[Problems and tasks]
a. Can you print, word for word, the part of the passage on fall-protection apparatus from "Accordingly, there is" to "from great heights."?
b. How would the passage on fall-protection apparatus carry on past its final sentence?

And here is the paradox. If one wished Y to be minimal, multiple wraps are required; but, if one wishes to take up slack on the X rope when climbing by taking up Y tension, the weight of the rope X will be multiplied by the same factor (but in reverse) as when the climber falls which might make it impossible to take up slack, and hence a non-functional device. As one example:
For a wire rope, with 5½ wraps around a 3″ pipe (3.5 O.D.),
X=50# and Y=0.12#
Therefore, the amplification factor is 50#/0.12=400# Now, remove the 49# weight leaving a 1# rope and try to pull Y. Y=1#×400=400# to take up slack. This is not possible, or practicable.
Accordingly, there is need for improved apparatus to overcome the above problem so that slack can be automatically taken up while using the multiplying effect of multiple wraps; and there is need for apparatus which can be easily used for safe lowering of weights, as from great heights.
SUMMARY OF THE INVENTION
It is a major object of this invention to provide improved fall protection/lowering apparatus and methods, meeting the above needs. Basically, the apparatus of the invention is used for controlling vertical movement of a first weight (as for example a human being or other load), and comprises:
a) a first rotor rotatable in one direction about an axis and blocked against rotation in the opposite rotary direction,
b) a second rotor which is substantially freely rotatable in opposite rotary directions,
c) a control weight,
d) and lines supporting the first weight and control weight by the rotors, and including a first line wrapping about the first rotor and a second line entraining the second rotor, whereby changes in force exertion on the control weight determine alternative existence of a first mode of operation wherein line slippage relative to the first rotor allows the first weight to descend, and a second mode of operation wherein line non-slippage relative to the first rotor thereby blocks descending of the first weight.

[Recorded information]
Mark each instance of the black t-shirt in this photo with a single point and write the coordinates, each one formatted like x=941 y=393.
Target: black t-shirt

[Written answers]
a.
Accordingly, there is need for improved apparatus to overcome the above problem so that slack can be automatically taken up while using the multiplying effect of multiple wraps; and there is need for apparatus which can be easily used for safe lowering of weights, as from great heights.

b.
Typically, the first line that wraps about the first rotor has line portions that extend downwardly to support loading imposed by the first weight and control weight, respectively; and the second line that entrains the second rotor also has line portions that extend downwardly to support loading imposed by the first weight and control weight respectively.
Another object is to provide the first rotor with an extended surface to engage multiple, non-interfering wraps of the first line. In this regard, the second rotor may typically comprise a pulley.
A further object is to provide the first rotor with two axially spaced generally conical portions, and a generally cylindrical portion intermediate those conical portions. Typically, the conical portions may have wrap engaging angularities characterized as maintaining the first line wraps free of sidewise interengagement or interference during operation of the apparatus to lower the first weight.
Accordingly, optimum operability and functioning of the first line and first rotor are maintained.
Yet another object is to provide the first rotor with an axial through passage, the second line passing through that passage, whereby a high degree of compactness of the equipment is achieved.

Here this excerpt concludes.